Pointing records:
────────────────────────────────────────
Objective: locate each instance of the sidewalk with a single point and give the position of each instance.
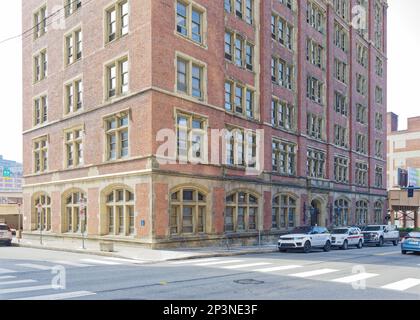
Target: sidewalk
(143, 254)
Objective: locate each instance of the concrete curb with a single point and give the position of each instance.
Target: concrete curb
(115, 255)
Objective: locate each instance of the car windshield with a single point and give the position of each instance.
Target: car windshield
(414, 235)
(372, 228)
(303, 230)
(340, 231)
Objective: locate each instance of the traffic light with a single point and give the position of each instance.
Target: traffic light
(411, 192)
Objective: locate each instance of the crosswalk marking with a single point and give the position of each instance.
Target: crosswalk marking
(2, 271)
(239, 266)
(73, 264)
(60, 296)
(313, 273)
(8, 283)
(356, 277)
(217, 263)
(35, 266)
(100, 262)
(403, 284)
(272, 269)
(195, 261)
(25, 289)
(126, 260)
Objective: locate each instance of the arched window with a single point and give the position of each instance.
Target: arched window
(283, 212)
(120, 212)
(188, 212)
(341, 210)
(361, 213)
(378, 212)
(43, 212)
(241, 212)
(72, 219)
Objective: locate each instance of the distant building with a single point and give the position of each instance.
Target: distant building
(10, 192)
(403, 153)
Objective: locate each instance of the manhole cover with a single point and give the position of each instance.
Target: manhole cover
(248, 281)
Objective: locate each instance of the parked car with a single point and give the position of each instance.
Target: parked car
(380, 234)
(347, 236)
(306, 238)
(411, 243)
(5, 234)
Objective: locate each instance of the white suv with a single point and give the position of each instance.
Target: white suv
(306, 238)
(5, 234)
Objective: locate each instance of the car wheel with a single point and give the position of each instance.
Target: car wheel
(327, 246)
(307, 247)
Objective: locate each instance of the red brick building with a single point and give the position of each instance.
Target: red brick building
(103, 80)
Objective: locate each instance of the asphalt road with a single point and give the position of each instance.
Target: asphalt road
(368, 273)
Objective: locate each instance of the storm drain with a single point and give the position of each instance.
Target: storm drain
(248, 281)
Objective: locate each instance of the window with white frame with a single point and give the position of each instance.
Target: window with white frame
(40, 110)
(120, 212)
(190, 21)
(284, 157)
(283, 114)
(191, 132)
(117, 76)
(241, 212)
(117, 20)
(40, 66)
(284, 212)
(117, 138)
(74, 96)
(74, 147)
(188, 212)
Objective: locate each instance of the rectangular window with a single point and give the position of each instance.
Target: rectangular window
(40, 66)
(284, 157)
(117, 77)
(316, 163)
(40, 152)
(72, 6)
(191, 133)
(40, 110)
(117, 136)
(40, 22)
(117, 20)
(74, 147)
(74, 96)
(190, 78)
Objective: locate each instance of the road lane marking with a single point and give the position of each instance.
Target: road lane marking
(195, 261)
(6, 283)
(6, 271)
(313, 273)
(403, 284)
(217, 262)
(94, 261)
(26, 289)
(272, 269)
(239, 266)
(60, 296)
(35, 266)
(357, 277)
(73, 264)
(126, 260)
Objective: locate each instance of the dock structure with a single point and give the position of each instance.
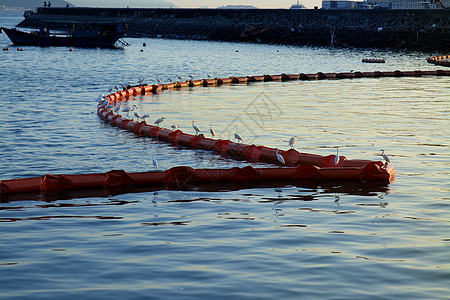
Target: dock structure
(395, 29)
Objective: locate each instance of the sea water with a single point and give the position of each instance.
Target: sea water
(277, 241)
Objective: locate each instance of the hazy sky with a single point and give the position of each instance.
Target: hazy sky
(195, 3)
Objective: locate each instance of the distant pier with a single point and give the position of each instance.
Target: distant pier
(427, 30)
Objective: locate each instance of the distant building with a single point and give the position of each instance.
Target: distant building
(237, 7)
(298, 6)
(407, 4)
(340, 4)
(385, 4)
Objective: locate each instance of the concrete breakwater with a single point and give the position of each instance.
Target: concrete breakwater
(395, 29)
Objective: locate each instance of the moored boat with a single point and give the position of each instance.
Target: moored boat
(103, 35)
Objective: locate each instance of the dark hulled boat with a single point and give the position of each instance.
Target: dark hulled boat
(103, 35)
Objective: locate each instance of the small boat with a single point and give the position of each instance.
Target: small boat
(103, 35)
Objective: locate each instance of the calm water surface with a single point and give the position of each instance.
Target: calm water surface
(280, 241)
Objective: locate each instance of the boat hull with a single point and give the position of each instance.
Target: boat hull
(20, 38)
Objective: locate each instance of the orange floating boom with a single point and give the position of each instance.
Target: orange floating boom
(180, 176)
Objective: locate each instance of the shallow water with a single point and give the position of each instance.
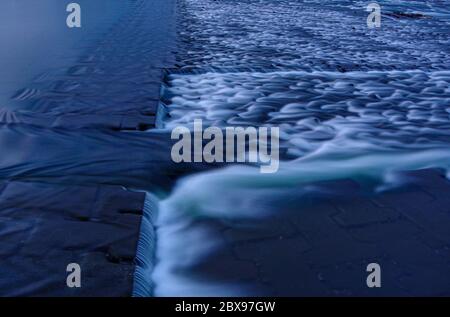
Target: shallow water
(353, 104)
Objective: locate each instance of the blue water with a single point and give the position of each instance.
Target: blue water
(352, 103)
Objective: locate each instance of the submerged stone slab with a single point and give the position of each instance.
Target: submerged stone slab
(44, 227)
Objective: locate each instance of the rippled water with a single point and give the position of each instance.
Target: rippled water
(351, 102)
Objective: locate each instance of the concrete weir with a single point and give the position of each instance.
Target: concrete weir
(57, 208)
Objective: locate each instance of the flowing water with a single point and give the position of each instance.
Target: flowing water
(353, 104)
(356, 107)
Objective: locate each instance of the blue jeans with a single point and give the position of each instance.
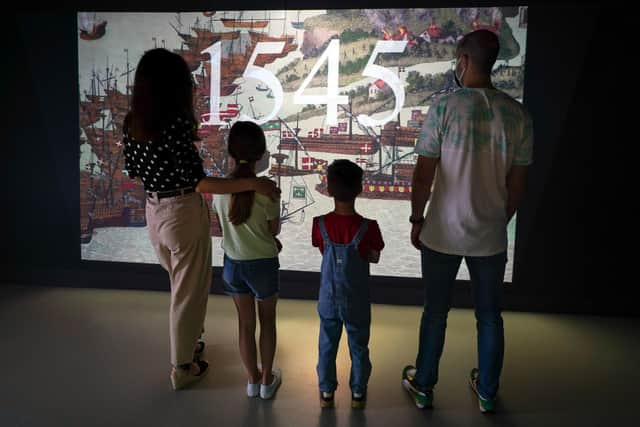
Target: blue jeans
(439, 273)
(358, 339)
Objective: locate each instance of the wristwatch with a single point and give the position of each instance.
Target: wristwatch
(414, 220)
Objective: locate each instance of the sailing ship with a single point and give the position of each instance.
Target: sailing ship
(297, 24)
(90, 27)
(333, 142)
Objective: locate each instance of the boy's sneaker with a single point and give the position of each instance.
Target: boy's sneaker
(422, 399)
(485, 405)
(358, 400)
(267, 391)
(326, 399)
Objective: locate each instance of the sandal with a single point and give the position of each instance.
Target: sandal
(199, 351)
(181, 377)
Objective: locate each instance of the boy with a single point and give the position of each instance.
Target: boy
(348, 243)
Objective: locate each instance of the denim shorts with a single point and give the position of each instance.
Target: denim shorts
(260, 277)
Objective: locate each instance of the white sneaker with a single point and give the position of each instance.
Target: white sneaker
(267, 391)
(253, 390)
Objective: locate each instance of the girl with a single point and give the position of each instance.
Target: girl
(250, 223)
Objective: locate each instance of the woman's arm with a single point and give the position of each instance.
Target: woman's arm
(217, 185)
(274, 226)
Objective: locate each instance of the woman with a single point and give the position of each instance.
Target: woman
(158, 137)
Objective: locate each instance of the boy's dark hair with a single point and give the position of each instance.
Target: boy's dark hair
(344, 180)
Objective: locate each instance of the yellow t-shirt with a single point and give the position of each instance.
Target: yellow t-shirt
(251, 239)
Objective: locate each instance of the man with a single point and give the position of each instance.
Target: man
(480, 142)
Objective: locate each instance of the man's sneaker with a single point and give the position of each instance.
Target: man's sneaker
(326, 399)
(267, 391)
(422, 399)
(358, 400)
(485, 405)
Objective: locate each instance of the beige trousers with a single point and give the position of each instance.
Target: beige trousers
(179, 231)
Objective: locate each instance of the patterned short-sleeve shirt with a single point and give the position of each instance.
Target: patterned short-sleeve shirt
(168, 162)
(478, 135)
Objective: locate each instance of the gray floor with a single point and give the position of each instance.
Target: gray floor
(74, 357)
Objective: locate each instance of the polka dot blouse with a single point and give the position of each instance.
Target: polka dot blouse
(167, 163)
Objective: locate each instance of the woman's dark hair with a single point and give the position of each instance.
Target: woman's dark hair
(246, 144)
(344, 180)
(162, 91)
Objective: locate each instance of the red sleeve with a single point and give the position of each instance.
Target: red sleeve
(373, 237)
(316, 236)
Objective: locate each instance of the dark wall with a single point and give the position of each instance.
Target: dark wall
(557, 253)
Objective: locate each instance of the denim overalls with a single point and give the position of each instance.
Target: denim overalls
(344, 298)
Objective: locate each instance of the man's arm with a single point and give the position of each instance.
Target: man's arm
(516, 181)
(423, 175)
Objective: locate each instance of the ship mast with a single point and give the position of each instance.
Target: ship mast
(297, 130)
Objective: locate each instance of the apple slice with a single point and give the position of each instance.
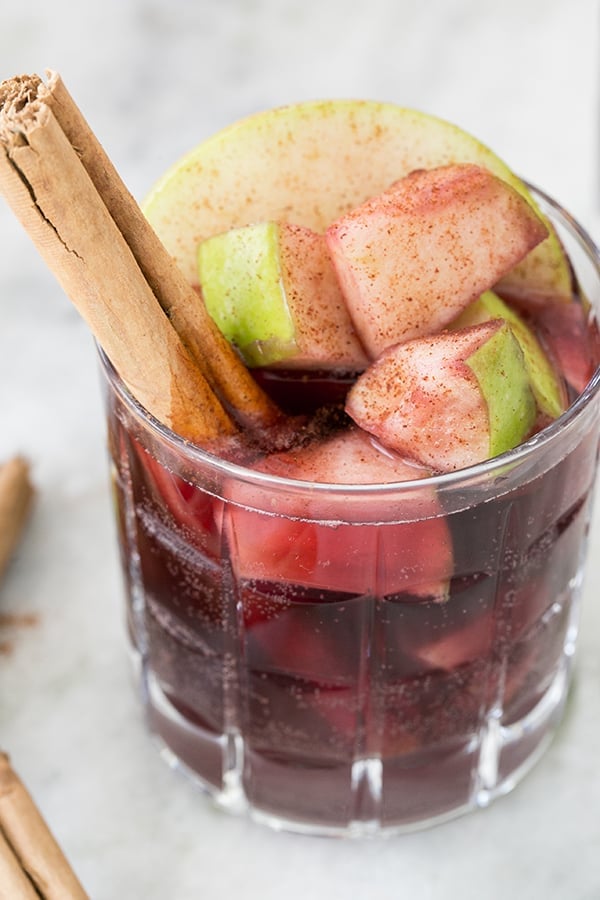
────────────────────────────────────────
Task to complete: Write out again every line of the records from the one containing "Objective: locate each instance of the man's arm" through the end of the records, including both ends. Leave the pictures out.

Answer for this exercise:
Objective: locate each instance of the man's arm with a single point and give the position of each instance.
Target: man's arm
(516, 181)
(423, 175)
Objective: locate each instance of the ship mast with a single point and give the position of each instance.
Target: ship mast
(297, 130)
Objective: locate each instance of the apple slice with a single point and give the position of each instance.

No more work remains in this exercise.